Exercise instructions:
Below is some material; transcribe all of it exactly.

Data shown:
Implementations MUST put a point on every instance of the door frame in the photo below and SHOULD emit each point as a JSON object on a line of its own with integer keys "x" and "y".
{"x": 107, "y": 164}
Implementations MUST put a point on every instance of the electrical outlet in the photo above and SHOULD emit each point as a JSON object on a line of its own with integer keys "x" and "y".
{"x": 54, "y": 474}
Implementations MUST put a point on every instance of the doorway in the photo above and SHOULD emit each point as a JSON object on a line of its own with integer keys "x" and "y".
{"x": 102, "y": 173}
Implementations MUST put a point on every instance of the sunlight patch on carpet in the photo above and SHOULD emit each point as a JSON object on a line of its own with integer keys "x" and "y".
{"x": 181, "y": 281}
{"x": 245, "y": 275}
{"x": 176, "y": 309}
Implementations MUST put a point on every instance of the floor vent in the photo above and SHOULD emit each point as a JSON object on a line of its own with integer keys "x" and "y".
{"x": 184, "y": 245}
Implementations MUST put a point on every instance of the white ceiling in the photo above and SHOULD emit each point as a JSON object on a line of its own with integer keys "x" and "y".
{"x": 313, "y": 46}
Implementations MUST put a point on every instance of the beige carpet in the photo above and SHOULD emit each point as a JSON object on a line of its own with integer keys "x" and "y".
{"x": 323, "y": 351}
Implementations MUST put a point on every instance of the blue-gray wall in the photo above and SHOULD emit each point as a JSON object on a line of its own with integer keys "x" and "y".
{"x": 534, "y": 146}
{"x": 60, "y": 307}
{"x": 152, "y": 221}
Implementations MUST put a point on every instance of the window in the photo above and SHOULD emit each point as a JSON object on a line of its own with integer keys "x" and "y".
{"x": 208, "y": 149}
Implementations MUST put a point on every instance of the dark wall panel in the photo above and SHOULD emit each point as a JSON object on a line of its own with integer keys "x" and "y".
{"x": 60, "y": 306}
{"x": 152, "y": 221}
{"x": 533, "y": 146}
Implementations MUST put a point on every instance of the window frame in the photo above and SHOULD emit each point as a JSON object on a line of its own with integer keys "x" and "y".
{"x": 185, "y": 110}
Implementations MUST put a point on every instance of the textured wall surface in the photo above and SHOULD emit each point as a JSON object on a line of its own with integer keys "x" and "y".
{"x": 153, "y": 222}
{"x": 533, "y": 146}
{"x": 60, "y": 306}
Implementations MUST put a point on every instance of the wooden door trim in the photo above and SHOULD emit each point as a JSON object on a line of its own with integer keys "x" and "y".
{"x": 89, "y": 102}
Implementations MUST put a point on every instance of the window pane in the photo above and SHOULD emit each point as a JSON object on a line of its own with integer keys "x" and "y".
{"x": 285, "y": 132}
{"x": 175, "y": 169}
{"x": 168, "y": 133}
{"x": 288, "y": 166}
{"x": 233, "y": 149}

Response:
Implementations MUST put a point on every instance of the door frame in the photo below and SHOULD emit each point as a JSON object on a line of its own with integer keys "x" and "y".
{"x": 107, "y": 164}
Implementations MUST put a point on every instance of the electrical outlet in the photo above and SHOULD emit each point as a JSON object on a line of its own with integer keys "x" and "y".
{"x": 54, "y": 474}
Implementations MUST put a point on every instance of the doorway in the photo above and SHOULD emit each point as a JSON object on a line of its own with integer keys "x" and "y".
{"x": 102, "y": 173}
Implementations MUST put a point on every instance of the sunlight patch on carpet in the photo above and SHOULD emit each point as a JSON object on a line of its own with integer keys "x" and "y".
{"x": 181, "y": 281}
{"x": 245, "y": 275}
{"x": 176, "y": 309}
Implementations MUST put a point on every instance of the floor vent in the photo above and SHOULD emit each point as a JSON object on a line of its own with integer keys "x" and "y".
{"x": 184, "y": 245}
Implementations MUST put a point on every instance of the white ceiling in the photo above and SHOULD emit each point as a JSON object on a line of its own with integer keys "x" and "y".
{"x": 313, "y": 46}
Implementations MUST put a point on every instance of the beige carpet in the photo above and SHOULD emit each point as a JSON object on a line of its own with integer keys "x" and "y".
{"x": 323, "y": 351}
Implementations MUST put a point on every instance of the blue-gray wall in the photo above and SHOULD emit each point as a JSON object on a line of its own with integer keys "x" and "y".
{"x": 534, "y": 146}
{"x": 60, "y": 307}
{"x": 152, "y": 221}
Implementations MUST put a point on every instance of the window in the photo above and SHOULD emit each point as a JSON object on a line of its own with integer keys "x" and "y".
{"x": 208, "y": 149}
Implementations MUST put a point on every instance of the dark wall panel in the photo above and SHOULD emit each point as a JSON object on a line of its own with integer keys "x" and "y".
{"x": 60, "y": 306}
{"x": 152, "y": 221}
{"x": 533, "y": 146}
Implementations MUST put a point on every instance of the window frame in the photo above and SHOULD emit each point as a JSON object on a line of its own with integer keys "x" and "y".
{"x": 185, "y": 110}
Implementations MUST put a point on every instance of the textured wall surface in the photo above and SHOULD emit each point as a JSON object on a line of its own with integer keys "x" and "y".
{"x": 153, "y": 222}
{"x": 533, "y": 146}
{"x": 60, "y": 306}
Implementations MUST put a point on every instance of the wooden door trim in the photo above and SHOULD emit each point as a JSON object on a line of its own with integer keys "x" and "y".
{"x": 89, "y": 102}
Implementations MUST put a point on every instance of the window pane in the photo above and SHOULD emit each point as a JSON object on a line of its own with integer keys "x" and "y".
{"x": 285, "y": 132}
{"x": 175, "y": 169}
{"x": 168, "y": 133}
{"x": 288, "y": 166}
{"x": 233, "y": 149}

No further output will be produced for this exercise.